▸ Written exercise: Please repeat the stretch from "Companies that use" through "influences workforce engagement." in the employee survey text, switching "Driver Analysis" to "Impact Analysis".

Here are the 5 things you can consider when developing your employee engagement survey:
While it may be tempting to ask, “How engaged are you?”, that won’t cut it. You’ll need to include questions that get at engagement’s core components (intent to stay, willingness to put forth discretionary effort, sense of connection, and affiliation). We believe, by the way, that the employee Net Promoter Score (eNPS) is a fantastic proxy for that. And it’s only one question: “How likely are you to recommend someone you respect to this organization for employment?” How an employee answers that says a lot about how engaged they are. An engaged employee is not only productive but he is also your biggest advocate. A truly engaged employee will always want to recommend your organization to their loved ones. Engagement isn’t only about good work or great benefits or a great work environment. It’s way much more.
There are innumerable providers of employee surveys out there. Some are long-tested, reliable, and valid. It is up to you to do the right research and select the platform that suits best to your organization’s needs. Sign up for a trial version, get to know the tool, experiment on it, send surveys, compile some reports, and make the call. There is value in using a trusted third-party to help you measure staff engagement. Your employees will feel more at ease with how their responses will be treated, and if they feel anonymous, they are more likely to respond candidly. Anyone can conduct a survey, but doing one that is scientifically and statistically proven will produce meaningful findings that you can act on. It’s an investment worth making. Data gathered can be shared with the management and various managers to improve employee processes, introduce new initiatives. This can be used as a reference point for all future developments. Using this information will be easy to gauge the effectiveness of new/improved efforts.
Companies that use employee surveys designed by QuestionPro Workforce use our Driver Analysis to analyze what is directly influencing engagement (up and down). It primarily examines how their most engaged employees experience work differently than everyone else in the organization. The result is a prioritized list - top to bottom - of which behaviors are most likely to drive higher staff engagement in your organization. It’s easy to single out an event or process and blame it on that; one must remember its never one thing that influences workforce engagement.

▸ Data lines:
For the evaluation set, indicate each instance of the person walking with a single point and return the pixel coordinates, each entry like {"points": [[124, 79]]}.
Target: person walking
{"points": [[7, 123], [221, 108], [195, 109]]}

▸ Exercise response:
Companies that use employee surveys designed by QuestionPro Workforce use our Impact Analysis to analyze what is directly influencing engagement (up and down). It primarily examines how their most engaged employees experience work differently than everyone else in the organization. The result is a prioritized list - top to bottom - of which behaviors are most likely to drive higher staff engagement in your organization. It’s easy to single out an event or process and blame it on that; one must remember its never one thing that influences workforce engagement.